#### Given text:
Monday, August 14, 2006
Prisoner #16670
or St. Maximilian Kolbe as we know him, ascended to the Father on this day in 1941.
At the age of 12, St. Maximilian saw Blessed Mother holding two crowns, one red and one white. She told him that the white one was for purity and the red one was for martyrdom. He said that he would accept both.
The story goes that he and a group of other prisoners at Auschwitz were lined up one morning. A man from their block had recently escaped. There, the guards selected a ten of them to be put to death. One of the men begged to be spared for the sake of his wife and children. Maximilian Kolbe volunteered to take his place, claiming that he was nothing more than a Polish priest. Surprisingly, the guard granted Kolbe his wish, and the man was let go. The prisoners were then stripped and put into cells to starve. Maximilian Kolbe supported his fellow prisoners in their last days and prayed with them, despite the protests of the SS. He and three others managed to survive for two weeks before being put to death by lethal injection on the eve of the Asumption. The next day, he was cremated in the furnaces of the camp.
The man he saved managed to survive the Holocaust and lived to ripe old age of 95.
If you're interested in Maximilian Kolbe, EWTN is playing the one man show Maximilian: Saint of Auschwitz on Saturday at 8. I highly recommend it.
"This is my commandment, that you love one another, as I have loved you.
Greater love than this no man hath, that a man lay down his life for his friends."

#### Action item A:
List every number written in digits in the post about Maximilian Kolbe.
#### Action item B:
In the post about Maximilian Kolbe, how was he put to death?

#### Data for review:

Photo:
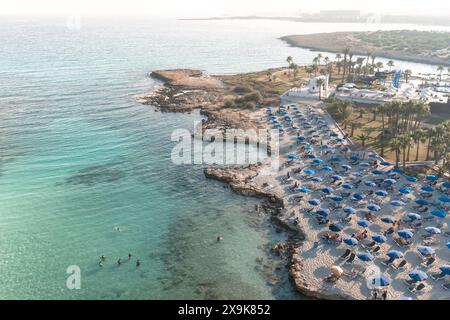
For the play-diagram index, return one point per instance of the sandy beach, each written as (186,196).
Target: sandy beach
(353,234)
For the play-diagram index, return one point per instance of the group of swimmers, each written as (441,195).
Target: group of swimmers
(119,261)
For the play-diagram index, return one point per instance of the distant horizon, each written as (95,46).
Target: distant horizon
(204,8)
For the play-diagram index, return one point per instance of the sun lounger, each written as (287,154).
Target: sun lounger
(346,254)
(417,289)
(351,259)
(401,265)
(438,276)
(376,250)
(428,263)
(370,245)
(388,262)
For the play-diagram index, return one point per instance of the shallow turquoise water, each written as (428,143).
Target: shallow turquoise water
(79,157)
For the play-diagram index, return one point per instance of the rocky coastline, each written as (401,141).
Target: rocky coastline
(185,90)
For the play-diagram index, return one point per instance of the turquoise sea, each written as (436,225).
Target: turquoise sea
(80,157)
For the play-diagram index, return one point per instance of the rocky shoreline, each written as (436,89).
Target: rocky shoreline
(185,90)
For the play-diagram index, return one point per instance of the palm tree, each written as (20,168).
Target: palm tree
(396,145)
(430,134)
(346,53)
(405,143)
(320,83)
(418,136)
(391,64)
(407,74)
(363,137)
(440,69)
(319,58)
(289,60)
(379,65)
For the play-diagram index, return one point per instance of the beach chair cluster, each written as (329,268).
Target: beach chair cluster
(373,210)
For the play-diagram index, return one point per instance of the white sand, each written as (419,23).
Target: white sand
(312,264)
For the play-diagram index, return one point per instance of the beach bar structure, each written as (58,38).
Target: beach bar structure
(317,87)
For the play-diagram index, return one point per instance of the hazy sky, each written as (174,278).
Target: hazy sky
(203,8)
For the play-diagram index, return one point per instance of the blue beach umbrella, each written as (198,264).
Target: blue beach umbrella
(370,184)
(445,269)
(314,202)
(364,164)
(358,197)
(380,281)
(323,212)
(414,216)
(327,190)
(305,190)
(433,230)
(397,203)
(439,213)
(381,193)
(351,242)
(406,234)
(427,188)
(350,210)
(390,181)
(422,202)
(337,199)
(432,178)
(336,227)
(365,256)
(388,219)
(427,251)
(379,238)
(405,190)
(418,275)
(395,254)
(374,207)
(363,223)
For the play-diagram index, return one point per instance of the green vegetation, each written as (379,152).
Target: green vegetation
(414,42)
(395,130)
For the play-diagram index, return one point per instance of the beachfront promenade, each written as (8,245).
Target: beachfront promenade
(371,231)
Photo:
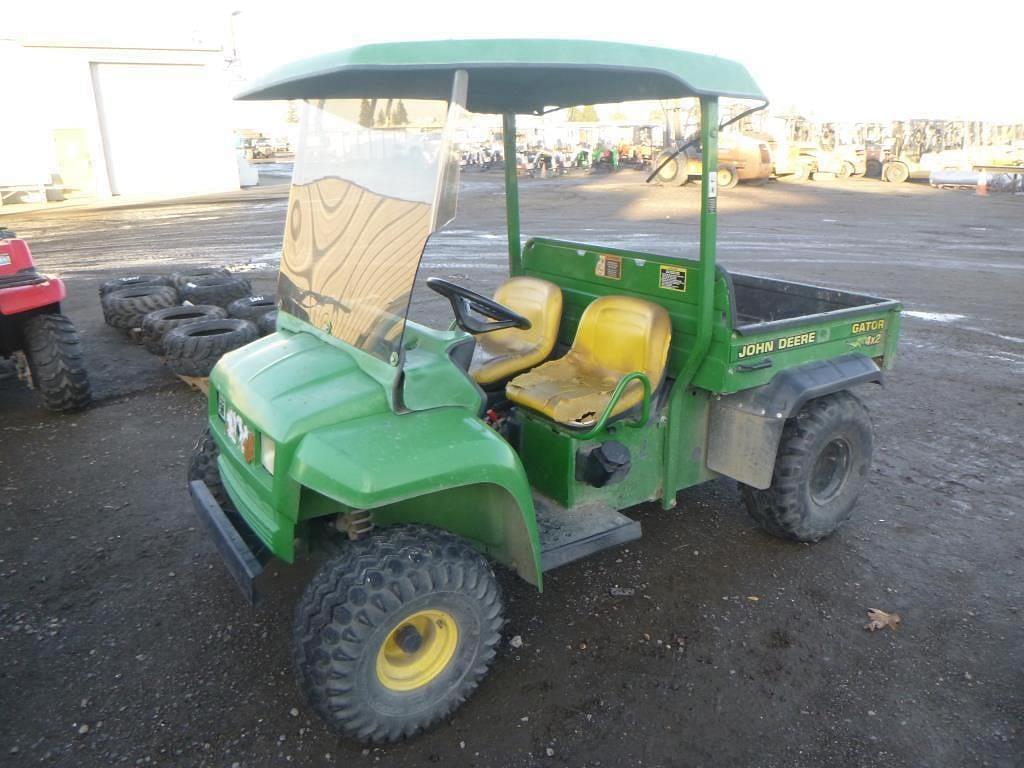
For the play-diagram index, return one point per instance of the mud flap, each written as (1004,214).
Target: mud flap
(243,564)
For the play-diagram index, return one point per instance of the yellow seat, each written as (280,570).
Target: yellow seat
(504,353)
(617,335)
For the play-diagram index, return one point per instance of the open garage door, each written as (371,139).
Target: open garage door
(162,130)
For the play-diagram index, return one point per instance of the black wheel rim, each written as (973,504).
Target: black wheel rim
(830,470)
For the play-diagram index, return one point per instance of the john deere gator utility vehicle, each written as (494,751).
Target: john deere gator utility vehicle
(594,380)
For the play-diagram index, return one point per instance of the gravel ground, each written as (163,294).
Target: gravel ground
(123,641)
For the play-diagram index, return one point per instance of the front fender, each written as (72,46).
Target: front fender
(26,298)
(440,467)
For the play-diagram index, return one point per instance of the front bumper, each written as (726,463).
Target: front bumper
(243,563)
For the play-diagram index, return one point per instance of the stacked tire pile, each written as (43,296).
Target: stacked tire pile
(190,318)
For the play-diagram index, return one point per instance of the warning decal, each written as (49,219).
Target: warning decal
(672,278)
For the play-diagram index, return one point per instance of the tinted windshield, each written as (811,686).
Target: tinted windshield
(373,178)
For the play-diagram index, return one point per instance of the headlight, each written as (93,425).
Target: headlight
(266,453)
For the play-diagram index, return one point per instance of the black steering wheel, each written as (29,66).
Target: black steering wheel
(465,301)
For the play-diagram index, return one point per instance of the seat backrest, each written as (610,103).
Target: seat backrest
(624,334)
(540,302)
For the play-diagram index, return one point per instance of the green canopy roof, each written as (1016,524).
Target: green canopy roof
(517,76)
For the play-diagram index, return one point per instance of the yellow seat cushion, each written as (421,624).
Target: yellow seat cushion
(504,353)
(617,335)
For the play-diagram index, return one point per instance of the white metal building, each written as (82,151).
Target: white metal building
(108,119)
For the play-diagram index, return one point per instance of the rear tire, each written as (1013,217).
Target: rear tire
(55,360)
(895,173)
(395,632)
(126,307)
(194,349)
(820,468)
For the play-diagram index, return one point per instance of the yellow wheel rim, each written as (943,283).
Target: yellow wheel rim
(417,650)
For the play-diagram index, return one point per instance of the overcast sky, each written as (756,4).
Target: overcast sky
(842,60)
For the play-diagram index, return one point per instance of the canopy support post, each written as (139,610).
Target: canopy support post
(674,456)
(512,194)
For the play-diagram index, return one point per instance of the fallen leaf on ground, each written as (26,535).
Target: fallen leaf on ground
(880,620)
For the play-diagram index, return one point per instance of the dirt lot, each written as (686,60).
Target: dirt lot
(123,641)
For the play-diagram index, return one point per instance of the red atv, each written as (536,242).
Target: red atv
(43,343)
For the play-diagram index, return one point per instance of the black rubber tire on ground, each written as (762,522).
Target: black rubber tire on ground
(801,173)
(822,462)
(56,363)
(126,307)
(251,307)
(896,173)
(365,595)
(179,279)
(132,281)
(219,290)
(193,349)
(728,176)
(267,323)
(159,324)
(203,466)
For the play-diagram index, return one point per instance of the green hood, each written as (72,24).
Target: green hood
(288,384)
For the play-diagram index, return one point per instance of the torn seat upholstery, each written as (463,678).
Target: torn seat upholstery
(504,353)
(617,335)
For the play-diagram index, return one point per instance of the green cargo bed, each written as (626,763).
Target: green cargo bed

#### Answer section A:
14, 2006, 16670, 1941, 12, 95, 8

#### Answer section B:
By lethal injection.